  • Cowboy Cop: Harry Bosch as usual. When he gives Rachel Walling the Waits file to look at without telling Rider, she says he's doing "the cowboy thing" again. Later Harry goes on some more serious Cowboy Cop antics, going into Waits' lair without waiting for backup despite Rachel telling him to do just that.
  • Cut His Heart Out with a Spoon: Harry Bosch has one of these moments when the detective on an apparently related case to one of his own is acting like a condescending Jerkass.
    Harry: Olivas, let's get something clear before we go anywhere. You call me 'Hotshot' again and I'm going to shove the file up your ass without taking it out of my briefcase.
  • Deer in the Headlights: When Kiz Rider first comes out of the anesthetics after surgery, she sobs to Bosch that Waits got away because she froze up. She had a gun and could have pulled the trigger but did not. She tells Bosch that she shouldn't be a cop. Later novels reveal that Kiz doesn't quit the LAPD but she does quit investigative field work, instead going back on the command track and working for the chief of police.
  • Dirty Cop: Bosch's supervisor Abel Pratt is involved in covering up the Gesto murder, which gets a couple of cops killed.
  • Distant Prologue: Opens with Harry finding Marie Gesto's car in 1993, then skips forward thirteen years to the main story.
  • Dodgy Toupee: Early in the book Harry comments on Maury Swann's impressive head of hair. But when he finds Swann in a pool having a showdown with Pratt, a toupee has slipped off the top of Swann's head.
  • Evil Counterpart: Raynard Waits aka Robert Foxworth to Harry Bosch. Both were children of prostitutes who met tragic ends, both never knew their fathers, both were wards of the state that spent time in youth halls and foster homes. In fact, they both stayed in the same youth hall, McLaren. Rachel Walling diagnoses that Waits is compelled to kill his mother over and over again, while Harry Bosch was once told he's compelled to solve his mother's murder over and over again.
•••••
== WORK INSTRUCTIONS ==
According to the list of tropes from the Harry Bosch story, which youth hall did both Bosch and Raynard Waits stay in? The material that comes next has nothing to do with the text.
•••••
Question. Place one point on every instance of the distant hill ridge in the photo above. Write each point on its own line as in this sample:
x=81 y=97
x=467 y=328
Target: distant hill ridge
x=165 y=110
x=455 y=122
•••••
== REPLY TO THE EXERCISE ==
McLaren